Helena Sousa, coordenadora do projecto “Lusocom: estudo das políticas de comunicação e discursos no espaço lusófono”, resume bem a questão quando defende que “A Lusofonia é uma construção extraordinariamente difícil” por ser “um espaço geo-linguístico altamente fragmentado, um sentimento pleno de contradições, uma memória de um passado comum, uma cultura múltipla e uma tensa história partilhada” com um “património simbólico em permanente disputa” e “instituições cujos objectivos políticos são também eles próprios difusos e – não raramente – contraditórios e mesmo conflituosos” (Sousa, 2006a, p. 9).

Faraco (2012, p. 32), por seu turno, distingue o uso do termo lusofonia para fazer referência ao conjunto dos falantes do Português no mundo, “um uso descritivo, que recorta uma determinada quantidade e, aparentemente, não carrega maiores implicações políticas ou valorativas” de usos “marcados valorativa e politicamente” e que são objeto de infindáveis sentidos e complexa disputa.

Considerando o debate em curso, a profundidade semântico-ideológica do conceito e a diversidade de práticas que recobre, interessa-nos uma definição operativa de lusofonia que possa ser mobilizada na determinação dos estudos sobre a temática, e que se aproxime da aceção do termo como realidade linguística neutra.

No Dicionário Houaiss da língua portuguesa lusofonia é fixada como “o conjunto daqueles que falam o português como língua materna ou não”; “conjunto de países que têm o português como língua oficial ou dominante” (Houaiss & Villar, 2002, p. 2323). Para o Dicionário Houaiss a lusofonia abrange, além de Portugal, os países de colonização portuguesa, e ainda as variedades faladas por parte da população em regiões onde a presença portuguesa se fez sentir. Por essa razão, a sua riqueza, diversidade e multiplicidade territorial são extraordinárias, constituindo uma realidade cultural, política e geoestratégica de enorme valor.

A língua portuguesa é pluricontinental e policêntrica. Sendo a mesma língua, é falada e escrita de formas diferentes, correspondendo a histórias, patrimónios, vizinhanças linguísticas, estruturas gramaticais, pragmáticas, referências culturais e usos sociais diferentes. (...) é uma realidade dinâmica e multiforme. Todas as variantes dispõem de igual valor. Não há um ‘centro’ para a língua portuguesa, ela não possui só uma norma-padrão nem ninguém pode, sobre ela, invocar direitos especiais de propriedade. (Reto, Machado & Esperança, 2016, p. 16)

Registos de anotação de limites
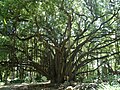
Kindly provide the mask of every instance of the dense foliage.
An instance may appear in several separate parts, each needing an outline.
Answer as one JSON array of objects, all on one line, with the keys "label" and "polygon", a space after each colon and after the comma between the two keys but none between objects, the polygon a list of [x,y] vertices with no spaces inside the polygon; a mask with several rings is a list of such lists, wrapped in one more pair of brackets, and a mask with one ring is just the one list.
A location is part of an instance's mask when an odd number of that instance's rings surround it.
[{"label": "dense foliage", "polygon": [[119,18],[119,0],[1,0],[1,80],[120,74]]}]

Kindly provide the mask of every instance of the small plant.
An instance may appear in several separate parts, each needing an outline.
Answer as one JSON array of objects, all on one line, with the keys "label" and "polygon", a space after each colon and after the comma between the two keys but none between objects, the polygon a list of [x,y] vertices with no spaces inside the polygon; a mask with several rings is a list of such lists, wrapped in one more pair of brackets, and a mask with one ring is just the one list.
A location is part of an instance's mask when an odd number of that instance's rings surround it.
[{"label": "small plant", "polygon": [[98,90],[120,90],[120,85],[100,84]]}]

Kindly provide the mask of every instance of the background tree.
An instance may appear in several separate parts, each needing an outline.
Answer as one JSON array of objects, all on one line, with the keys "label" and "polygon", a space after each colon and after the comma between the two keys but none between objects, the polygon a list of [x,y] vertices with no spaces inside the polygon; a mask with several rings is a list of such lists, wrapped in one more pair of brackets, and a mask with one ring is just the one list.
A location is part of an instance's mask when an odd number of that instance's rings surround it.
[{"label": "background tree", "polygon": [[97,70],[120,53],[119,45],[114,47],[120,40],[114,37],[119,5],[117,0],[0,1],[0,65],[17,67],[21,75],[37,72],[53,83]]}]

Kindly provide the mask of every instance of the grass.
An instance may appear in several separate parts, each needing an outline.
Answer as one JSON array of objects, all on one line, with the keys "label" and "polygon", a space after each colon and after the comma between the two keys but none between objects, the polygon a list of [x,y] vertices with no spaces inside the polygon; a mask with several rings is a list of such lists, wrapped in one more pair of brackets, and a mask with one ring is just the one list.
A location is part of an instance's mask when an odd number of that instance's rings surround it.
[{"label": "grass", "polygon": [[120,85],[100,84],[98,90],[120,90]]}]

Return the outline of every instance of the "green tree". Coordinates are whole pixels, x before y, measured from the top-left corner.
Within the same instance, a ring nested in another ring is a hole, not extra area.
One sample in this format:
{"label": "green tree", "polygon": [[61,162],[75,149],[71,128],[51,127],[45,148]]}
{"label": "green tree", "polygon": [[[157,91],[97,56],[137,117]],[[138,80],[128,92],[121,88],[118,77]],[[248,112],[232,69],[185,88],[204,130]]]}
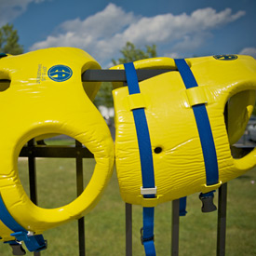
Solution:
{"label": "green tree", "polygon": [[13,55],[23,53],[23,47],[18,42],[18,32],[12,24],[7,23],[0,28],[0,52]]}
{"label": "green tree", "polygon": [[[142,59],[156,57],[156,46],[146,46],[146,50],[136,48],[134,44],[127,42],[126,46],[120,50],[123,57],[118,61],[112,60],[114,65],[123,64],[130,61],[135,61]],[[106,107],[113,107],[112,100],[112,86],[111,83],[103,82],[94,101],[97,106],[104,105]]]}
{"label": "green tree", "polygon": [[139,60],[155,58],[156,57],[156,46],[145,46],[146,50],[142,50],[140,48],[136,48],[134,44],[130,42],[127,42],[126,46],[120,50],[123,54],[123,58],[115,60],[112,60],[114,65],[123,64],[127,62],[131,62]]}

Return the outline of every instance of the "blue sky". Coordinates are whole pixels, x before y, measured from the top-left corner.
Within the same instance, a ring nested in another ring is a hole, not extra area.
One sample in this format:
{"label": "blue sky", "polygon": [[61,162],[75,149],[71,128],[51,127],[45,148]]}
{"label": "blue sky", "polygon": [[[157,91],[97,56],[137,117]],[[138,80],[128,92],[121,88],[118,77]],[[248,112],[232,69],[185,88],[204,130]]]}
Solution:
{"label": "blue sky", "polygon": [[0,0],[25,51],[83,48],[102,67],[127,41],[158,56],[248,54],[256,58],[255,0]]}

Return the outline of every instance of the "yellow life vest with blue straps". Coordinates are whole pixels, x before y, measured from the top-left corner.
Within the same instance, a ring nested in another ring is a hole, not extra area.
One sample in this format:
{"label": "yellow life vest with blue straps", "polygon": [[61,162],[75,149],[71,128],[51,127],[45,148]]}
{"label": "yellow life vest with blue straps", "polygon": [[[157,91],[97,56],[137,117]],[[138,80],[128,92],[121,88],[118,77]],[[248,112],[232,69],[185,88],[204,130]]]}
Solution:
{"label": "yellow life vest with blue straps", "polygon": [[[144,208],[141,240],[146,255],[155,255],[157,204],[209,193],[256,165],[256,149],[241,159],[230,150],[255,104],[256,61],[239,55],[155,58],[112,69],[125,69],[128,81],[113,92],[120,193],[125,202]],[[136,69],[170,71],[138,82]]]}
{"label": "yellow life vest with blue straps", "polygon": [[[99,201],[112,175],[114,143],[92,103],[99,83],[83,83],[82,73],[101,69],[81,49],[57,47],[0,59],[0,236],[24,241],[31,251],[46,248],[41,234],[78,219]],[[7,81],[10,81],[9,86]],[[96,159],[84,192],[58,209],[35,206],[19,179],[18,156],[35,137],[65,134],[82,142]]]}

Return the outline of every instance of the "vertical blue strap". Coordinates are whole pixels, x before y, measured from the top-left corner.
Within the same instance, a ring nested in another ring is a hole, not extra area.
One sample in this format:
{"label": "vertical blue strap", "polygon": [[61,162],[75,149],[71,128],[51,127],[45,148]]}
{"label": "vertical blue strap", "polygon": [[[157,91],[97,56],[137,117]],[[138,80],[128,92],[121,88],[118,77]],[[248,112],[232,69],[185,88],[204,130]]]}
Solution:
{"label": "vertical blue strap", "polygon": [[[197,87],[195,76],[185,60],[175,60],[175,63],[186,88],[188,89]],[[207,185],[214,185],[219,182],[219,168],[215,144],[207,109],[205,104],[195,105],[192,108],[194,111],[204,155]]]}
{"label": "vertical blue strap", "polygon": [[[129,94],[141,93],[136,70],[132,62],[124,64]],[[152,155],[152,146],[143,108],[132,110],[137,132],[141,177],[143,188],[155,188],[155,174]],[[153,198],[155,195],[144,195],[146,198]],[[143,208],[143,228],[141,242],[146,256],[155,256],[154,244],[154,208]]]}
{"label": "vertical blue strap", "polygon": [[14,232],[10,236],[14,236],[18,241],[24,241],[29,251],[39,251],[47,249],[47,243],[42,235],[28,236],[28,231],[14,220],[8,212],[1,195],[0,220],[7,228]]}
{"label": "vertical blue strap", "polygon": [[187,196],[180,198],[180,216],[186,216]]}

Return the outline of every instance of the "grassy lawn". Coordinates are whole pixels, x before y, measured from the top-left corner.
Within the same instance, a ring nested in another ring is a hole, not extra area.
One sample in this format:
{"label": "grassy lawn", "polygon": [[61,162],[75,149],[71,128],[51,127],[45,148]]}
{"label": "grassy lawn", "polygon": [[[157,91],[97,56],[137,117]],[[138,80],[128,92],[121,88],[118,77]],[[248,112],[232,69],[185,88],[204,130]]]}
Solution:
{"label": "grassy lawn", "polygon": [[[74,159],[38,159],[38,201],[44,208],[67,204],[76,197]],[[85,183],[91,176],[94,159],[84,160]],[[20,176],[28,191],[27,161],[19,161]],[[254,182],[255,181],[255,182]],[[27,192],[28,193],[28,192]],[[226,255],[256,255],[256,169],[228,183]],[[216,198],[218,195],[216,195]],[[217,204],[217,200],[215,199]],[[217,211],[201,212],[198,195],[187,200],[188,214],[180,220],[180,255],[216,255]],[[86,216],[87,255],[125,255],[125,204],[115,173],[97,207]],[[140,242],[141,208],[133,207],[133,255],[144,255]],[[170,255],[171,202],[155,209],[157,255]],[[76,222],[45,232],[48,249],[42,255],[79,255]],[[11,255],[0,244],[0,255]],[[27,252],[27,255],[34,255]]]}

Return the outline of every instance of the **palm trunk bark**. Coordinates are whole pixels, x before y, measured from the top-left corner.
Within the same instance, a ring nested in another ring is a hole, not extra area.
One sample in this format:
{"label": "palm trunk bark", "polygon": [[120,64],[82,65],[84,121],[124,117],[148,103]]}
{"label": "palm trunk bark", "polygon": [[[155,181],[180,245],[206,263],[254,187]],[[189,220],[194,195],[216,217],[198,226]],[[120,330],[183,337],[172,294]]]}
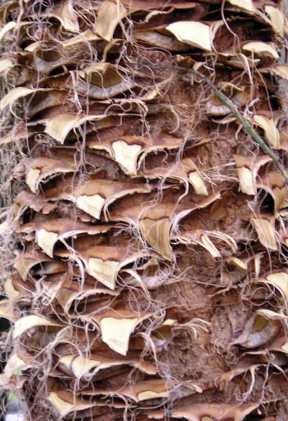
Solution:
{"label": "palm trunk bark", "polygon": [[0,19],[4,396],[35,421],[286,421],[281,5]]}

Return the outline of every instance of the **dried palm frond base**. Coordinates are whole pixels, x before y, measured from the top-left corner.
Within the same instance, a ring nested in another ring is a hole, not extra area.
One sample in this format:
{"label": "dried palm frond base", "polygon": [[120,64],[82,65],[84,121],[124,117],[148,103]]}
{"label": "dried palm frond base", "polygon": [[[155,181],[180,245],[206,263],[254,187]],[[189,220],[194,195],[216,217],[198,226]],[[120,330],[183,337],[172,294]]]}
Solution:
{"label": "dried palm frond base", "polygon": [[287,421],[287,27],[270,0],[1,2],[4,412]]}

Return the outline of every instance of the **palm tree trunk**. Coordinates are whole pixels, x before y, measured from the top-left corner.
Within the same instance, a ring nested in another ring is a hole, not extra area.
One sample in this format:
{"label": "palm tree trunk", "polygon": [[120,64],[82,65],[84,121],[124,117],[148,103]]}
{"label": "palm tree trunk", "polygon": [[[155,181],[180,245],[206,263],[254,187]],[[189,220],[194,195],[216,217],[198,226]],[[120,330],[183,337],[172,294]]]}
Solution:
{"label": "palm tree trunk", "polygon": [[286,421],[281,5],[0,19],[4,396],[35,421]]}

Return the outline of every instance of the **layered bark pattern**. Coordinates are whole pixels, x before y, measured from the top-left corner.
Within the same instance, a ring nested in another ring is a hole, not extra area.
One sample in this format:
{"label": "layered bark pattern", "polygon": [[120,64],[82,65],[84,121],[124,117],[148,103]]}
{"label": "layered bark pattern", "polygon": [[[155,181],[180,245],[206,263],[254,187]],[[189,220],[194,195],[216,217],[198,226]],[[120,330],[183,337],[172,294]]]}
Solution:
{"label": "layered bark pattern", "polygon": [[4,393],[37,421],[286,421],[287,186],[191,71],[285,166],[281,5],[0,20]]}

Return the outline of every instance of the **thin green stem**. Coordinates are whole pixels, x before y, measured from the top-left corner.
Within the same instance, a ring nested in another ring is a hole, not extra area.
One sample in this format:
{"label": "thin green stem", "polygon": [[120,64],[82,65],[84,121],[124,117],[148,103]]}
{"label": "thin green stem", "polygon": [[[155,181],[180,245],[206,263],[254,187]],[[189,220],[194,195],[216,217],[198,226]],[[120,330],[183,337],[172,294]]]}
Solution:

*Lista de tarefas*.
(1) Copie do texto sobre a lusofonia o trecho que vai de "Helena Sousa, coordenadora" até "2006a, p. 9).".
(2) Indique todos os apelidos de autores que surgem nas referências bibliográficas com ano e página no texto sobre a lusofonia.

*Respostas finais*.
(1)
Helena Sousa, coordenadora do projecto “Lusocom: estudo das políticas de comunicação e discursos no espaço lusófono”, resume bem a questão quando defende que “A Lusofonia é uma construção extraordinariamente difícil” por ser “um espaço geo-linguístico altamente fragmentado, um sentimento pleno de contradições, uma memória de um passado comum, uma cultura múltipla e uma tensa história partilhada” com um “património simbólico em permanente disputa” e “instituições cujos objectivos políticos são também eles próprios difusos e – não raramente – contraditórios e mesmo conflituosos” (Sousa, 2006a, p. 9).

(2) Sousa, Faraco, Houaiss, Villar, Reto, Machado, Esperança